[start Data provided]

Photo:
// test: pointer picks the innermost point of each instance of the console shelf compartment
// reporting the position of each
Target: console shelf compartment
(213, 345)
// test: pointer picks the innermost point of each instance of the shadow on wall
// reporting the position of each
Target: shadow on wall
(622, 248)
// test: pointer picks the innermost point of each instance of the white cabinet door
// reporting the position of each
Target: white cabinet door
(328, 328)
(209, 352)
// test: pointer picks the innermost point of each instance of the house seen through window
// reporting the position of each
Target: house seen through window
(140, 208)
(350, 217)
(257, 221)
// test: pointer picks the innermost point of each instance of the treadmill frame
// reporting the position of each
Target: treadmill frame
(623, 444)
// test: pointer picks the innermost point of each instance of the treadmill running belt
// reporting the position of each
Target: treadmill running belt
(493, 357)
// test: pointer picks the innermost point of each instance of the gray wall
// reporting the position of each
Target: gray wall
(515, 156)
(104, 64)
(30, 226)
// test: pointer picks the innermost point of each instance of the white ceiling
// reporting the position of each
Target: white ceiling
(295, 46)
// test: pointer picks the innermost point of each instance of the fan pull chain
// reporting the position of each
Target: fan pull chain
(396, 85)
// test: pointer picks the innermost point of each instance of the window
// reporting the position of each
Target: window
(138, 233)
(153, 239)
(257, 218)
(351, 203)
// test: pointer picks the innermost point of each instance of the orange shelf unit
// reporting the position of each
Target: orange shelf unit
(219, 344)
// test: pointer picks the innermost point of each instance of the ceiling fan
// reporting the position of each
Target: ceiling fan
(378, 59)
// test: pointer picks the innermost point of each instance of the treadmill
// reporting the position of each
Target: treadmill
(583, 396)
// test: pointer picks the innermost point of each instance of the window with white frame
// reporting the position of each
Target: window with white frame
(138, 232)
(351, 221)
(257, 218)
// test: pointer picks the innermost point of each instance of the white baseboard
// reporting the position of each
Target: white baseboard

[end Data provided]

▶ **What the task requires**
Nothing should be left out: repeat all of the data exactly.

▶ **Solution for this problem**
Photo:
// test: pointer picks the innermost point of each instance of the console shelf compartment
// reporting the position of each
Target: console shelf compartment
(213, 345)
// test: pointer picks the innermost point of each instance of the shadow on wall
// reporting the position of each
Target: shadow on wall
(622, 248)
// test: pointer picks the innermost point of each instance of the white cabinet door
// reporting the position of each
Target: white cabinet door
(328, 328)
(209, 352)
// test: pointer picks the innermost point of each instance of the house seen through window
// reporting the position of each
Target: house seen through window
(140, 208)
(350, 217)
(257, 221)
// test: pointer picks the innermost point of each instance of the treadmill frame
// reporting the position of each
Target: treadmill frame
(623, 444)
// test: pointer picks the innermost point of each instance of the treadmill running belt
// reporting the position of each
Target: treadmill running belt
(493, 357)
// test: pointer picks the innermost point of each instance of the gray wall
// reporting the position of each
Target: gray wall
(515, 156)
(104, 64)
(30, 226)
// test: pointer picks the innermost point of each instance of the white ceiling
// reporting the position of each
Target: white ceiling
(295, 46)
// test: pointer picks the innermost point of each instance of the fan pull chain
// reporting the position of each
Target: fan pull chain
(396, 85)
// test: pointer picks the innermost point of each instance of the window
// reporting the position of each
Target: window
(138, 233)
(153, 239)
(257, 218)
(351, 203)
// test: pointer picks the innermost point of each instance of the orange shelf unit
// reporting the position of each
Target: orange shelf unit
(219, 344)
// test: pointer picks the innermost point of each instance of the ceiling fan
// reporting the position of each
Target: ceiling fan
(378, 59)
// test: pointer picks the innermost point of each instance of the treadmill
// reporting the position of each
Target: treadmill
(583, 396)
// test: pointer picks the innermost point of each instance of the window with white frame
// reporting the position of each
Target: window with white frame
(138, 232)
(351, 221)
(257, 218)
// test: pointer picks the innermost point of each instance of the white baseboard
// reporting the position of each
Target: white baseboard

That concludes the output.